▶ Required action:
Your reply should be the following data, copied exactly.

=== Information ===

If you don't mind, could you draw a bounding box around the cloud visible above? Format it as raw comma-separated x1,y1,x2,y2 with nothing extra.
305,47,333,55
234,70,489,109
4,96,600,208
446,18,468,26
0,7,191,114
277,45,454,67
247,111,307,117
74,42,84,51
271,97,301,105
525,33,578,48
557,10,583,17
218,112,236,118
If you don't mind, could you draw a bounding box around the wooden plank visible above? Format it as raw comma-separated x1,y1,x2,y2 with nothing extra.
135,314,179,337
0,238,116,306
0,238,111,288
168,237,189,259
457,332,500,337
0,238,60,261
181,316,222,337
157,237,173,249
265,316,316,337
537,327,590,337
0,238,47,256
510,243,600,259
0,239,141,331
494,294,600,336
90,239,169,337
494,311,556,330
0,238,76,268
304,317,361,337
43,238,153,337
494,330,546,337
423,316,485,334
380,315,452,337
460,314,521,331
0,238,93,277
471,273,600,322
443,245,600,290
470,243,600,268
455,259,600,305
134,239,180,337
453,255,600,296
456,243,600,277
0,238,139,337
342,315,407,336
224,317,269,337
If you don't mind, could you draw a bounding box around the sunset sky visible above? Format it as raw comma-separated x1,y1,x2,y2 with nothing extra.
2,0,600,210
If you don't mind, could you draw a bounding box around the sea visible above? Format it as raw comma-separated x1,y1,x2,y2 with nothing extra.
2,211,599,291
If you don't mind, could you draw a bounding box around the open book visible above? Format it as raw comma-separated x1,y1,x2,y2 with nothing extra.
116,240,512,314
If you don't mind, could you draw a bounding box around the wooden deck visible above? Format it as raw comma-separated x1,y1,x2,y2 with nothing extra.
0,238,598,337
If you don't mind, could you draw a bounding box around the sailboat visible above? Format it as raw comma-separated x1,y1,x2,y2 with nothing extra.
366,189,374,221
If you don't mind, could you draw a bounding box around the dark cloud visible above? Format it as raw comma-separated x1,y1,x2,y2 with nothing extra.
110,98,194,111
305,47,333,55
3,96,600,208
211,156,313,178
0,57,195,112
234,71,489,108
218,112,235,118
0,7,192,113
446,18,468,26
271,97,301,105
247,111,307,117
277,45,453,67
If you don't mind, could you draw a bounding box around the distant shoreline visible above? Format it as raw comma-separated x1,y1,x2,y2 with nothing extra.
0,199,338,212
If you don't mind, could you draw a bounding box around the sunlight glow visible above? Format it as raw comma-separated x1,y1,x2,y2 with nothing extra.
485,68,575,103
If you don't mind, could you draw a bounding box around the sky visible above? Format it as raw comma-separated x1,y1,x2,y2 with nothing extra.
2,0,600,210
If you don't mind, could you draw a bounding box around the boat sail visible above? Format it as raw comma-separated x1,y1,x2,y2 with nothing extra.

===

▶ Output below:
If you don't mind, could you draw a bounding box around the cloud visible above? Format it as raw comma-separated x1,y1,x2,y2 with nothing extra.
305,47,333,55
234,70,489,109
4,96,600,208
446,18,468,26
0,7,191,114
277,45,454,67
247,111,307,117
74,42,84,51
271,97,301,105
525,33,578,48
557,10,583,17
218,112,236,118
If you don't mind, could you draw a bounding box around the wooden plank visible above? Format it as raw comma-separated x1,y1,x2,y2 with nothing extra.
135,314,179,337
0,238,116,306
0,238,111,288
168,237,189,259
457,332,500,337
0,238,60,261
181,316,222,337
157,237,173,249
265,316,316,337
537,327,590,337
0,238,47,256
510,243,600,259
0,239,141,331
494,294,600,336
90,239,169,337
494,311,556,330
0,238,76,268
304,317,361,337
43,238,153,337
494,330,546,337
423,316,485,334
380,315,452,337
460,314,521,331
0,238,93,277
471,273,600,322
443,245,600,290
470,243,600,268
455,259,600,305
134,239,180,337
453,255,600,296
456,243,600,277
0,238,139,337
342,315,407,336
224,317,269,337
If you don't mind, could you draw a bounding box around the sunset sky visible above? Format it as raw comma-separated x1,y1,x2,y2 with nothing extra.
2,0,600,210
If you don't mind, could you draw a bounding box around the sea visible above? Format it as raw comma-separated x1,y1,x2,y2 with nothing extra.
2,211,599,291
If you don't mind, could you draw a bounding box around the open book visible above? Format it as raw comma-separated x1,y1,x2,y2 with nothing extra.
116,240,512,314
If you don't mind, could you draw a bounding box around the wooden deck visible above? Format it as raw comma-separated x1,y1,x2,y2 with nothing extra.
0,238,598,337
If you don't mind, could you draw a bounding box around the sailboat visible above? Format it as raw comma-separated x1,y1,x2,y2 with nothing extra.
366,189,374,221
If you don't mind, could you draw a bounding box around the dark cloud visible above? Format it as raw comma-separated x1,y1,x2,y2 with nothing extra.
110,98,194,111
305,47,333,55
3,96,600,208
211,156,313,178
0,57,195,112
234,71,489,108
218,112,235,118
0,7,192,113
446,18,468,26
271,97,301,105
247,111,307,117
277,45,453,67
If you don't mind, could you draw a bounding box around the distant shoreline visible above? Format it as raw comma-separated x1,y1,x2,y2 with nothing extra.
0,199,338,212
If you don't mind, could you draw a bounding box around the sunlight glow visible above? Format it as raw comma-separated x1,y1,x2,y2 with nothing extra.
485,68,575,103
If you don't mind, could you draw a bounding box around the sky visible above? Format it as raw comma-separated x1,y1,x2,y2 with nothing extra.
2,0,600,210
If you don't mind, could you draw a bounding box around the boat sail visible above? Format it as raw comma-separated x1,y1,x2,y2 with nothing extra.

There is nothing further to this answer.